[Your objective] Retype each line below precisely.
===== Data for processing =====
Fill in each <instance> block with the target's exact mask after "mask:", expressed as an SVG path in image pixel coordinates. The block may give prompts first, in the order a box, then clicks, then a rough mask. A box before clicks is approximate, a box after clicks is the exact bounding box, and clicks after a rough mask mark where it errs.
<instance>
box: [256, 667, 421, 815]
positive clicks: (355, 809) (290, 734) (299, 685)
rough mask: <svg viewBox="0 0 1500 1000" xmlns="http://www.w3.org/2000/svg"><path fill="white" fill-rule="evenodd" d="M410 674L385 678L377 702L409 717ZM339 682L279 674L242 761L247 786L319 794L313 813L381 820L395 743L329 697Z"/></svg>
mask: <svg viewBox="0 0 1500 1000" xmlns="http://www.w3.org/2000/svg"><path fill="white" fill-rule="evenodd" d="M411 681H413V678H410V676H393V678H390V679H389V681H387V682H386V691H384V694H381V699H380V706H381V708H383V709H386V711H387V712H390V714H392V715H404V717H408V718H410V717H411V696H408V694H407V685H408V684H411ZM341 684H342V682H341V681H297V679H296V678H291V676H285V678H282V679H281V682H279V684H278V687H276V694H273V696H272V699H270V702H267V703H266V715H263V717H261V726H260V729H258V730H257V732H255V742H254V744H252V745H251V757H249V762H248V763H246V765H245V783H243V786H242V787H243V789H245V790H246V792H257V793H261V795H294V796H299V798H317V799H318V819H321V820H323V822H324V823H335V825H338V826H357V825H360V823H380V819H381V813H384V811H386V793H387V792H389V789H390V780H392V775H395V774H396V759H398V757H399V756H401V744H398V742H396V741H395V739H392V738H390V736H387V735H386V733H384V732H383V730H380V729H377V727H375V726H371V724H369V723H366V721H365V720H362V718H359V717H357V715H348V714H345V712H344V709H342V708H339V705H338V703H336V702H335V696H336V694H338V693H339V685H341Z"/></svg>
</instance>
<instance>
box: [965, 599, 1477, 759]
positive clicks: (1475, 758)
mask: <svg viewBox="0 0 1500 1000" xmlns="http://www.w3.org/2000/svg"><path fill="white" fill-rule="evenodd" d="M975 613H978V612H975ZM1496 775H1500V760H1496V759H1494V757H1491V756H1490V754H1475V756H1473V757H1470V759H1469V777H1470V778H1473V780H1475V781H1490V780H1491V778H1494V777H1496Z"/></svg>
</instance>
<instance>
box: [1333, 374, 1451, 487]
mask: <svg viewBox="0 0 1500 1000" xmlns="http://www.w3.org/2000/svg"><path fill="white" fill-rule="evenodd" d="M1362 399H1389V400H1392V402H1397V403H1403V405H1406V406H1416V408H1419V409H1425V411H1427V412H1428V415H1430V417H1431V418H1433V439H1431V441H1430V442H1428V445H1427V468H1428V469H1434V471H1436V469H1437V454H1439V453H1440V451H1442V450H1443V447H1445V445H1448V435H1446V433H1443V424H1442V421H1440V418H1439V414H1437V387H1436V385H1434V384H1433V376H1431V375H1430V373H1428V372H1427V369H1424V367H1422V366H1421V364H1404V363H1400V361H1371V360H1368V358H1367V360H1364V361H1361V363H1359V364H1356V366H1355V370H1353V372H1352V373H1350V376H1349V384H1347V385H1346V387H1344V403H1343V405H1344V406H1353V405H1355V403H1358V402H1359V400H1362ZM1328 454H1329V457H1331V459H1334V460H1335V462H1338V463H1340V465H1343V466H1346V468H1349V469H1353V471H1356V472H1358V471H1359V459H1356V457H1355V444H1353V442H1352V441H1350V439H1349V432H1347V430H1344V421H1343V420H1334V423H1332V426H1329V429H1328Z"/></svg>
=====
[Exercise output]
Fill in each <instance> block with the target's exact mask after "mask:", expressed as an SVG path in image pixel coordinates. The block may give prompts first, in the order a box, then clicks, then a rough mask. A box before clicks is approximate, a box after clicks is the exact bounding box, and clicks after a rough mask mark where it errs.
<instance>
box: [256, 667, 421, 815]
positive clicks: (355, 809) (290, 734) (299, 685)
rough mask: <svg viewBox="0 0 1500 1000" xmlns="http://www.w3.org/2000/svg"><path fill="white" fill-rule="evenodd" d="M410 674L385 678L377 702L409 717ZM339 682L279 674L242 761L247 786L319 794L313 813L381 820L395 743L329 697Z"/></svg>
mask: <svg viewBox="0 0 1500 1000" xmlns="http://www.w3.org/2000/svg"><path fill="white" fill-rule="evenodd" d="M411 681H413V678H410V676H393V678H390V679H389V681H387V682H386V691H384V694H381V699H380V706H381V708H383V709H386V711H387V712H390V714H392V715H404V717H408V718H410V717H411V696H408V694H407V685H408V684H411ZM341 684H342V682H341V681H297V679H296V678H291V676H285V678H282V679H281V682H279V684H278V687H276V694H273V696H272V699H270V702H267V703H266V715H263V717H261V726H260V729H258V730H257V732H255V742H254V744H252V745H251V757H249V762H248V763H246V765H245V783H243V786H242V787H243V789H245V790H246V792H257V793H261V795H294V796H299V798H317V799H318V819H321V820H323V822H324V823H335V825H338V826H357V825H360V823H380V819H381V813H384V811H386V793H387V792H389V789H390V780H392V775H395V774H396V759H398V757H399V756H401V744H398V742H396V741H395V739H392V738H390V736H387V735H386V733H384V732H383V730H380V729H377V727H375V726H371V724H369V723H366V721H365V720H362V718H359V717H357V715H348V714H345V712H344V709H342V708H339V705H338V703H336V702H335V696H336V694H338V693H339V685H341Z"/></svg>
</instance>
<instance>
box: [965, 599, 1477, 759]
positive clicks: (1475, 758)
mask: <svg viewBox="0 0 1500 1000" xmlns="http://www.w3.org/2000/svg"><path fill="white" fill-rule="evenodd" d="M975 613H978V612H975ZM1496 775H1500V760H1496V759H1494V757H1491V756H1490V754H1475V756H1473V757H1470V759H1469V777H1470V778H1473V780H1475V781H1490V780H1491V778H1494V777H1496Z"/></svg>
</instance>
<instance>
box: [1333, 374, 1451, 487]
mask: <svg viewBox="0 0 1500 1000" xmlns="http://www.w3.org/2000/svg"><path fill="white" fill-rule="evenodd" d="M1362 399H1389V400H1392V402H1397V403H1403V405H1406V406H1416V408H1419V409H1425V411H1427V412H1428V415H1430V417H1431V418H1433V439H1431V441H1430V442H1428V445H1427V468H1428V469H1434V471H1436V469H1437V454H1439V453H1440V451H1442V450H1443V447H1445V445H1448V435H1446V433H1443V424H1442V421H1440V418H1439V414H1437V387H1436V385H1434V384H1433V376H1431V375H1430V373H1428V372H1427V369H1424V367H1422V366H1421V364H1404V363H1400V361H1371V360H1368V358H1367V360H1364V361H1361V363H1359V364H1356V366H1355V370H1353V372H1352V373H1350V376H1349V384H1347V385H1346V387H1344V403H1343V405H1344V406H1353V405H1355V403H1358V402H1359V400H1362ZM1328 454H1329V457H1331V459H1334V460H1335V462H1338V463H1340V465H1343V466H1346V468H1349V469H1353V471H1356V472H1358V471H1359V459H1356V457H1355V444H1353V442H1352V441H1350V439H1349V432H1347V430H1344V421H1343V420H1334V423H1332V426H1329V429H1328Z"/></svg>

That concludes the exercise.